-- SUPPLIED ENTRIES --
··········

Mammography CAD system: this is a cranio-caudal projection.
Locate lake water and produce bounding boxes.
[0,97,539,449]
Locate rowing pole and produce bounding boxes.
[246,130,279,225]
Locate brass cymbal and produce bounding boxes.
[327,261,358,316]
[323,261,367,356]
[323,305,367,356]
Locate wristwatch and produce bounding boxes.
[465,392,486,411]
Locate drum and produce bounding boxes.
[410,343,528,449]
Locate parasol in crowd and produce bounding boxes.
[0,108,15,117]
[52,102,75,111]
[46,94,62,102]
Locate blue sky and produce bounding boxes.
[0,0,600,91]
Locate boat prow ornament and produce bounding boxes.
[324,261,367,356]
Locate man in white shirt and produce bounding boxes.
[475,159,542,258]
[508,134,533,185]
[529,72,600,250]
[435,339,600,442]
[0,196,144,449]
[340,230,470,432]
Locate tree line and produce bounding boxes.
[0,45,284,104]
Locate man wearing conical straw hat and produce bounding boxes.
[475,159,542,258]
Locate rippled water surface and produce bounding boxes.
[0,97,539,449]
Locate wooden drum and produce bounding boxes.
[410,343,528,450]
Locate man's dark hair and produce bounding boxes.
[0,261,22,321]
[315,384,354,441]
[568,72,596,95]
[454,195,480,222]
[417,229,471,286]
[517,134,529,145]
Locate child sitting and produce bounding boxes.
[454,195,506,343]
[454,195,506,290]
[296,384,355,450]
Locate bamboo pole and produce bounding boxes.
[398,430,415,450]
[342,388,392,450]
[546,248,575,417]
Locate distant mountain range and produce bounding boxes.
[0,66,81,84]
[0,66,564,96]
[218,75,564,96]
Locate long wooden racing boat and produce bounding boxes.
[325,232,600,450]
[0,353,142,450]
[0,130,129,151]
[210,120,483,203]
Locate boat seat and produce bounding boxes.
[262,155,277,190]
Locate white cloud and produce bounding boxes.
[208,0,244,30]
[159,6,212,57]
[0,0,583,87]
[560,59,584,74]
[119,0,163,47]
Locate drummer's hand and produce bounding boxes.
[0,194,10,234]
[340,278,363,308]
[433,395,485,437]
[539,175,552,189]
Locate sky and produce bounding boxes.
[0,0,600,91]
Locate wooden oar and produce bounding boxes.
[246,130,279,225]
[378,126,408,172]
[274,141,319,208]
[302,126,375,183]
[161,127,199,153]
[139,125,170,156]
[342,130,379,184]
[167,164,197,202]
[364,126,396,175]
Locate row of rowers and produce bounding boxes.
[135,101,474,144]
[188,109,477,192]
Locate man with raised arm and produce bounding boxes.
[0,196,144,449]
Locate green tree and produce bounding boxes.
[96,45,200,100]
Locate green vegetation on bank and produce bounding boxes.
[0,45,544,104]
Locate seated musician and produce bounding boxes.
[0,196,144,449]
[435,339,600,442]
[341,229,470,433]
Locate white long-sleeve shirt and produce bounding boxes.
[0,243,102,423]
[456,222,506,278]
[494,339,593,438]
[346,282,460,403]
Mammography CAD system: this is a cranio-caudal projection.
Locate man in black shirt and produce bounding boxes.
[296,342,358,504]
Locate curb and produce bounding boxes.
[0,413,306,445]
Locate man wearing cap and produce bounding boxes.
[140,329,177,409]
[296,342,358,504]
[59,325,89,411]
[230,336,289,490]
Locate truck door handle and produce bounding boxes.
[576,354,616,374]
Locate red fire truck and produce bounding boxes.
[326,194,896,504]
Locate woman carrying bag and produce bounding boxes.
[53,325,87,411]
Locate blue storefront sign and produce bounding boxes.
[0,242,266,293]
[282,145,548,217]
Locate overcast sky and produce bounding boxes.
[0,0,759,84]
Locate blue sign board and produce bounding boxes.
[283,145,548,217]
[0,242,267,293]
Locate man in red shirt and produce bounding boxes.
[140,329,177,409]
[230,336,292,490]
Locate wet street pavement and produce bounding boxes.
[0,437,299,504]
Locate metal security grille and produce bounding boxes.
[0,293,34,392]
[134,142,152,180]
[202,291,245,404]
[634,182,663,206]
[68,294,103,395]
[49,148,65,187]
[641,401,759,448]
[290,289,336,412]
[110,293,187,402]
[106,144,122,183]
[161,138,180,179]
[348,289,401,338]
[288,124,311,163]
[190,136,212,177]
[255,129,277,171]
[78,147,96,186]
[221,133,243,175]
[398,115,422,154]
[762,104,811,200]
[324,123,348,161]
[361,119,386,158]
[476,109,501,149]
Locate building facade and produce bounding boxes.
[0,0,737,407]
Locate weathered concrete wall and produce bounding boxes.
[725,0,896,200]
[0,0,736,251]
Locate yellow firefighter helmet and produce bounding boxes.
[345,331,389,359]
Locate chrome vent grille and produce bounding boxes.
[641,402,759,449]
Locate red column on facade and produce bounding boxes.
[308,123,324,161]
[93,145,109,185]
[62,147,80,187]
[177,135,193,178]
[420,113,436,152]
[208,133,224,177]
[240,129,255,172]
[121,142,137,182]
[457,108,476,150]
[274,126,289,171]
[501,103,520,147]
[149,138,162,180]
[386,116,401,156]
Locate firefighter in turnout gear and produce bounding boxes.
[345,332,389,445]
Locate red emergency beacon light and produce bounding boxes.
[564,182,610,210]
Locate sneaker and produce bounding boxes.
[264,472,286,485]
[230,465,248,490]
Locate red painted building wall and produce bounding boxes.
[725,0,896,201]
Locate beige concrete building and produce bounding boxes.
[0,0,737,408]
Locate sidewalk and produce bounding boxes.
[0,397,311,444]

··········

-- WHAT THE TASK ASKS --
Reproduce every entry above, substituting "return bounding boxes" for each occurrence of "produce bounding boxes" and leaving all other text untouched.

-- RESPONSE --
Mammography CAD system: this is a cranio-caudal projection.
Locate lake water and return bounding boxes.
[0,97,539,449]
Locate rowing pole and return bounding boxes.
[246,130,279,225]
Locate brass cymbal and return bounding boxes.
[327,261,358,316]
[323,261,367,356]
[323,305,367,356]
Locate wristwatch and return bounding boxes.
[465,392,486,411]
Locate drum and return bounding boxes.
[410,343,528,449]
Locate parasol in crowd and return bounding boxes.
[0,108,15,117]
[52,102,75,111]
[46,94,62,102]
Locate blue sky and return bounding boxes.
[0,0,600,91]
Locate boat prow ornament and return bounding boxes.
[324,261,367,356]
Locate man in white shirt and return bounding boxes.
[475,159,542,258]
[508,134,533,185]
[529,72,600,250]
[435,339,600,442]
[0,196,144,449]
[340,230,470,432]
Locate tree line and return bounding boxes.
[0,45,284,104]
Locate man wearing conical straw hat and return bounding boxes.
[475,159,542,258]
Locate rippled water surface and return bounding boxes.
[0,97,539,449]
Locate wooden drum and return bounding boxes.
[410,343,528,450]
Locate man's dark hair and return bounding boxes.
[0,261,22,321]
[315,384,354,441]
[568,72,596,95]
[454,195,480,222]
[417,229,471,286]
[517,134,529,145]
Locate child sitting and return bounding boxes.
[454,195,506,343]
[454,195,506,290]
[296,384,355,450]
Locate bamboo pole and return bounding boxes.
[398,430,415,450]
[342,388,392,450]
[546,248,575,417]
Locate distant mountain range and return bounding boxes.
[0,66,81,84]
[0,66,564,96]
[218,75,564,96]
Locate long wooden racing boat and return bounding boxes.
[325,232,600,450]
[0,353,142,450]
[0,130,129,151]
[210,120,483,203]
Locate boat seat and return bounding boxes.
[262,155,277,190]
Locate white cloud and return bounding boxes.
[208,0,244,30]
[159,6,212,57]
[0,0,583,87]
[560,59,584,74]
[119,0,163,47]
Locate drummer's hand and return bounding boxes.
[0,194,10,234]
[340,278,363,308]
[433,395,485,437]
[539,175,552,189]
Locate sky and return bounding boxes.
[0,0,600,91]
Locate wooden oar and return bounding boxes.
[246,130,279,225]
[378,126,408,172]
[274,141,319,208]
[302,126,375,183]
[161,127,199,153]
[139,125,170,156]
[342,130,379,184]
[167,164,197,202]
[364,126,396,175]
Locate row of rowers and return bounding boxes.
[135,101,474,144]
[188,109,477,192]
Locate man with raised arm and return bounding boxes.
[0,196,144,449]
Locate green tree and return bounding boxes.
[96,45,200,100]
Locate green vegetation on bank and return bounding boxes.
[0,45,544,104]
Locate seated musician and return bounding boxes.
[0,196,144,449]
[435,339,600,442]
[341,229,470,433]
Locate white long-sleeve shirt and return bounding boxes.
[0,243,102,423]
[456,222,506,278]
[494,339,593,438]
[346,282,460,403]
Mammography CAD system: this is a cranio-caudal projection.
Locate man in black shirt and return bounding boxes.
[296,342,358,504]
Locate curb and return bounding boxes.
[0,413,306,445]
Locate man wearing cap and return bounding boxes.
[140,329,177,409]
[296,342,358,504]
[59,325,89,411]
[230,336,289,490]
Locate truck door handle and return bounding boxes.
[576,354,616,374]
Locate red fire truck and return bounding boxes.
[326,194,896,504]
Locate woman carrying bag and return bounding boxes.
[53,325,87,411]
Locate blue storefront sign and return bounding boxes.
[0,242,266,293]
[282,145,548,217]
Locate overcast sky and return bounding boxes.
[0,0,759,84]
Locate blue sign board and return bounding boxes.
[283,145,548,217]
[0,242,267,293]
Locate man in red shirt and return bounding boxes.
[140,329,177,409]
[230,336,292,490]
Locate wet street pavement and return bounding boxes.
[0,437,299,504]
Locate metal security grille and return bounding boxes.
[0,293,34,392]
[134,142,152,180]
[202,291,245,404]
[634,182,663,206]
[68,294,103,395]
[49,148,65,187]
[641,401,759,448]
[290,289,336,412]
[110,293,187,402]
[106,144,122,183]
[161,138,180,179]
[348,289,401,338]
[288,124,311,163]
[190,136,212,177]
[255,129,277,171]
[78,147,96,186]
[221,133,243,175]
[398,115,422,154]
[762,104,811,200]
[324,123,348,161]
[361,119,386,158]
[476,109,501,149]
Locate building facade and return bounding boxes.
[0,0,737,407]
Locate weathered concrete wall and return bounding boxes.
[725,0,896,200]
[0,0,736,251]
Locate yellow firefighter helmet and return bounding boxes.
[345,331,389,359]
Locate chrome vent grille and return bounding boxes.
[641,402,759,449]
Locate red column on facade and return bounding boxes.
[308,123,324,161]
[93,145,109,185]
[62,147,80,187]
[177,135,193,178]
[420,113,436,152]
[208,133,224,177]
[240,129,255,172]
[121,142,137,182]
[457,108,476,150]
[274,126,289,171]
[501,103,520,147]
[149,138,162,180]
[386,116,401,156]
Locate firefighter in turnout gear and return bounding boxes.
[345,332,389,445]
Locate red emergency beacon light and return bounding boxes.
[564,182,610,210]
Locate sneaker and return bounding boxes.
[264,472,286,485]
[230,465,248,490]
Locate red painted building wall and return bounding boxes.
[725,0,896,201]
Locate beige concrete building and return bounding boxes.
[0,0,737,408]
Locate sidewalk and return bounding boxes.
[0,397,311,444]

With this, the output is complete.